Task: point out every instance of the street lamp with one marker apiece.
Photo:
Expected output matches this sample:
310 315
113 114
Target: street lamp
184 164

_____

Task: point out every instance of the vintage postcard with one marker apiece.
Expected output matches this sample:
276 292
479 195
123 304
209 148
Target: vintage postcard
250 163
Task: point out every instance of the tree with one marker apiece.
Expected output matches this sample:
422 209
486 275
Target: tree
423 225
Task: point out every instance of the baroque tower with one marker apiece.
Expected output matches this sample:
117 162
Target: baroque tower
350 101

_____

Show each line of the material holding "apiece".

Task: point out every instance of the street lamp with one marker apiece.
Task: point out every instance of the vintage postcard with one marker apiece.
Task: point out every instance of the tree with one marker apiece.
Task: point out every instance of the baroque tower with one marker apiece.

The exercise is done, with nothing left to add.